* EXERCISE INSTRUCTIONS: Which lines in the records below contain the word "blue"? Show each of those lines in full.

>> begin

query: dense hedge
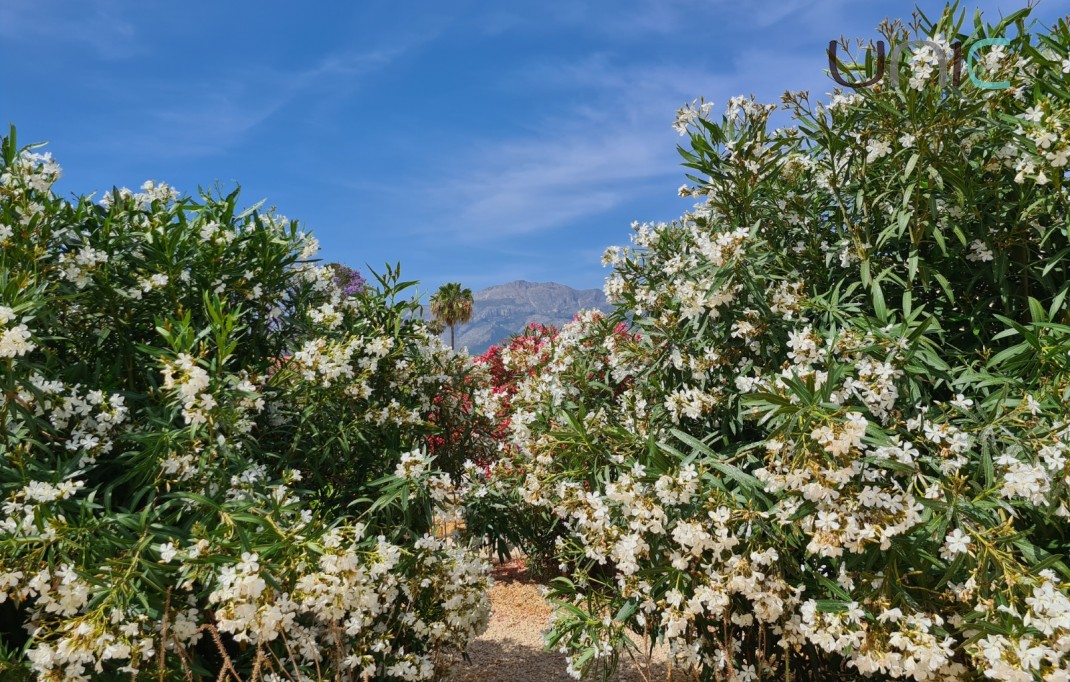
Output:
[0,131,489,680]
[472,9,1070,680]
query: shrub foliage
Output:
[468,6,1070,680]
[0,130,489,680]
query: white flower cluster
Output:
[0,305,36,358]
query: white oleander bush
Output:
[469,5,1070,681]
[0,130,490,681]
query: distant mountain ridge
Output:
[445,279,610,355]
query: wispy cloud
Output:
[0,0,146,59]
[88,45,408,158]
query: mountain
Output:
[438,279,610,355]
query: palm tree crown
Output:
[431,282,472,350]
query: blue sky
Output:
[0,0,1070,292]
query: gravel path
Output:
[446,562,682,682]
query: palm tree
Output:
[431,282,472,350]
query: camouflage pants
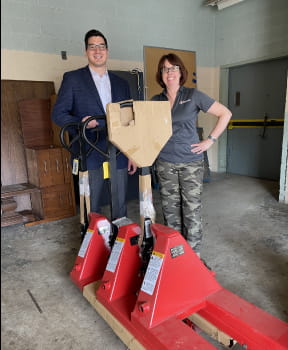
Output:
[156,160,204,253]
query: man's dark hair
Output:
[84,29,108,50]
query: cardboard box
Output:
[107,101,172,168]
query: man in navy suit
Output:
[52,29,137,217]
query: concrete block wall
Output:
[1,0,288,171]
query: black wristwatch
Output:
[208,135,217,142]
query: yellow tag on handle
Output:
[72,158,79,175]
[103,162,110,180]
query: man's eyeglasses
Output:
[161,66,180,73]
[88,44,106,51]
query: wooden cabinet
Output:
[26,147,65,188]
[14,98,76,221]
[26,146,75,219]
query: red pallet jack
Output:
[71,101,288,350]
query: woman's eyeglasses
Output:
[161,66,180,73]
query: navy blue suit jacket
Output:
[52,66,131,170]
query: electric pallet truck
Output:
[63,101,288,350]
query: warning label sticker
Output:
[141,251,164,295]
[106,237,125,273]
[78,229,93,258]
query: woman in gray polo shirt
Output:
[152,53,232,257]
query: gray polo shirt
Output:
[152,86,215,163]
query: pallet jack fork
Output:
[70,101,288,350]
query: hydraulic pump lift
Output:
[68,101,288,350]
[60,115,132,290]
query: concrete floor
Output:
[1,173,288,350]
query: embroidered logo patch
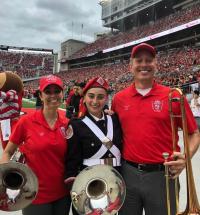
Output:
[152,100,163,112]
[60,127,67,138]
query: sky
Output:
[0,0,106,51]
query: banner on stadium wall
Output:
[103,19,200,53]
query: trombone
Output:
[163,88,200,215]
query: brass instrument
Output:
[166,88,200,215]
[71,165,126,215]
[0,150,38,211]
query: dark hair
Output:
[194,90,199,96]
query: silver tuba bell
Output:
[71,165,126,215]
[0,150,38,211]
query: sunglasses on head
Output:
[44,88,62,95]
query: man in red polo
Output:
[112,43,200,215]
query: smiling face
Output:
[40,84,63,109]
[83,87,108,118]
[130,50,157,89]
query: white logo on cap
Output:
[47,75,57,82]
[97,77,105,86]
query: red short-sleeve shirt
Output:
[112,83,197,163]
[10,110,68,204]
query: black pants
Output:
[22,196,71,215]
[119,163,176,215]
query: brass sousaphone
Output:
[71,165,126,215]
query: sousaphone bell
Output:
[0,151,38,211]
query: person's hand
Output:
[64,177,76,190]
[104,109,115,116]
[164,152,186,179]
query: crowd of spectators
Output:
[0,51,54,78]
[22,47,200,98]
[70,3,200,59]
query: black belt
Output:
[125,160,165,172]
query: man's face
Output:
[130,50,157,83]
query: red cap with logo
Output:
[131,43,156,58]
[39,75,63,91]
[83,77,109,94]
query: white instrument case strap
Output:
[82,116,121,160]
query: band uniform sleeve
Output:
[65,120,82,178]
[111,96,116,112]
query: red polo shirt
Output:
[112,83,197,163]
[10,110,67,204]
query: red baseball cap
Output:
[83,77,109,94]
[131,43,156,58]
[39,75,63,91]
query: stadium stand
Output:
[0,0,200,96]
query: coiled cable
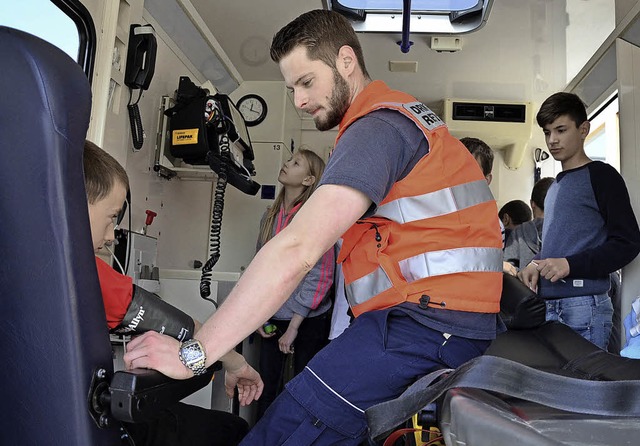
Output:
[127,88,144,151]
[200,132,231,308]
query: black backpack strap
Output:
[365,356,640,439]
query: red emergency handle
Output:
[144,209,158,226]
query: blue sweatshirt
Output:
[257,205,336,321]
[535,161,640,299]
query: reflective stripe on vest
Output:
[375,180,494,224]
[345,247,502,305]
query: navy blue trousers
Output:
[241,308,490,446]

>> end

* ANSWER TO THIS TASK:
query: blue sky
query: navy blue suit jacket
query: blue sweatshirt
query: navy blue trousers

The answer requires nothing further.